Consigne: Recopiez mot pour mot le passage du texte sur la relation franco-coréenne qui va de « Arnaud Vojinovic : Les » à « type de solution. ».
------ Texte à analyser ------
Une relation franco-coréenne entre malentendus et pragmatisme
Etudiants MRSIC : A partir de votre large expérience des relations franco-coréennes, quels constats pouvez-vous partager sur l’approche interculturelle du marché coréen par les Français?
Arnaud Vojinovic : Les Coréens sont méconnus des entreprises françaises. Ces dernières commencent à travailler avec les entreprises coréennes sans se poser de questions. Un jour, on va droit dans le mur et là on décide d’envoyer toutes les équipes en formation en plusieurs phases, et il n’est pas rare de voir ensuite le N+1 et N+2 venir aussi en formation pour essayer de comprendre ce qui s’est passé et quelles sont les solutions possibles. Mais c’est limite trop tard, car avec les Coréens quand on est confronté à un problème, il est très compliqué de rebâtir une relation. Quand on propose des solutions impliquant un investissement sur les relations sociales, on nous explique qu’il n’y a pas de budget suffisant ni le temps nécessaire pour mettre en place ce type de solution.
------ Extraits des données ------
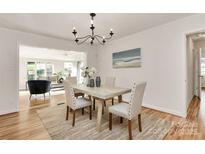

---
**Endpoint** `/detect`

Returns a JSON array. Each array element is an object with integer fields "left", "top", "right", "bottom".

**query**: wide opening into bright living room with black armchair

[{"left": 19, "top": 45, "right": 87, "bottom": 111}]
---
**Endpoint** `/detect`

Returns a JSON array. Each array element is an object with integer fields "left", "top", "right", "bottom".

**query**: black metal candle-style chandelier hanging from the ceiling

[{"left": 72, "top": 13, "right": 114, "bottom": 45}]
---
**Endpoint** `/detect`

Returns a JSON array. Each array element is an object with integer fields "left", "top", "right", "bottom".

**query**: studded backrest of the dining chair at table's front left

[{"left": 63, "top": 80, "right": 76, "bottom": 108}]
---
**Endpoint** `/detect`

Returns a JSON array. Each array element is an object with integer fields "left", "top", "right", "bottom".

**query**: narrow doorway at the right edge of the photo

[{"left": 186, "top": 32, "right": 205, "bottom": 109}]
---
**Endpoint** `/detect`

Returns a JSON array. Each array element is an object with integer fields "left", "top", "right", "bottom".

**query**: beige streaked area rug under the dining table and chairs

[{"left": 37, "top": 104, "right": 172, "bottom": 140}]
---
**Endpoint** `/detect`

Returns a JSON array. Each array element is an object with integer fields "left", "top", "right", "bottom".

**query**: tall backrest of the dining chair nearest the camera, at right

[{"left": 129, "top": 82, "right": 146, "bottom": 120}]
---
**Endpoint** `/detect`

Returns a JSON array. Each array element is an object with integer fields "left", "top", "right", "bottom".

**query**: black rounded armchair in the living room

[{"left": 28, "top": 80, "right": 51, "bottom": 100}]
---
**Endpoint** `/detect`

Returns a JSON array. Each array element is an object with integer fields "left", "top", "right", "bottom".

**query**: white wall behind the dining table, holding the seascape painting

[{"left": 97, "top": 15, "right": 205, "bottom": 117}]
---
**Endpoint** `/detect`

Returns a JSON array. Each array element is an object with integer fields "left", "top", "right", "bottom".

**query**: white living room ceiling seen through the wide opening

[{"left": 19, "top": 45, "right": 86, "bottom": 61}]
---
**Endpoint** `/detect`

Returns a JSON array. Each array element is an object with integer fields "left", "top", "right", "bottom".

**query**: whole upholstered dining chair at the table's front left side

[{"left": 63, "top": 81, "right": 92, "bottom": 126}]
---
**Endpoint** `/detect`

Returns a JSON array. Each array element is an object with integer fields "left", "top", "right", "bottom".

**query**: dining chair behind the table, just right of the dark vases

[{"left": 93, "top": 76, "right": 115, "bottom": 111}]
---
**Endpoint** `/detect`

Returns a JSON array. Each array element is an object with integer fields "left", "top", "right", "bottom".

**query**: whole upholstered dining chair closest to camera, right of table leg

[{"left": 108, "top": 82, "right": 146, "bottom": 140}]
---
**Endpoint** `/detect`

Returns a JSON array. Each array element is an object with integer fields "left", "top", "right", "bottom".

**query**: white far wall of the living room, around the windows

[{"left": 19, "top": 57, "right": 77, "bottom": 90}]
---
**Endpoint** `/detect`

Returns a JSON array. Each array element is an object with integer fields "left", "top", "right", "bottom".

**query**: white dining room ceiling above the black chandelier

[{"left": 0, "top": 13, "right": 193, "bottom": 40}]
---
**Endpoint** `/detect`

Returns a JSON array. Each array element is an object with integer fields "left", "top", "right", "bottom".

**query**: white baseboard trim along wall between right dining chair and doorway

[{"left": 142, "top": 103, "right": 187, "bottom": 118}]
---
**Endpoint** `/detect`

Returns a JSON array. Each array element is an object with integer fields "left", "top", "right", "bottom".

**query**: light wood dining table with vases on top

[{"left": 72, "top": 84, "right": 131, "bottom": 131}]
------
------ Extraits des données ------
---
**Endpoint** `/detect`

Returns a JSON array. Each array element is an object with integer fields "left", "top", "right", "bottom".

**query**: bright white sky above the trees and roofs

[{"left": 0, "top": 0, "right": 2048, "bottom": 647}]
------
Solution proposée:
Arnaud Vojinovic : Les Coréens sont méconnus des entreprises françaises. Ces dernières commencent à travailler avec les entreprises coréennes sans se poser de questions. Un jour, on va droit dans le mur et là on décide d’envoyer toutes les équipes en formation en plusieurs phases, et il n’est pas rare de voir ensuite le N+1 et N+2 venir aussi en formation pour essayer de comprendre ce qui s’est passé et quelles sont les solutions possibles. Mais c’est limite trop tard, car avec les Coréens quand on est confronté à un problème, il est très compliqué de rebâtir une relation. Quand on propose des solutions impliquant un investissement sur les relations sociales, on nous explique qu’il n’y a pas de budget suffisant ni le temps nécessaire pour mettre en place ce type de solution.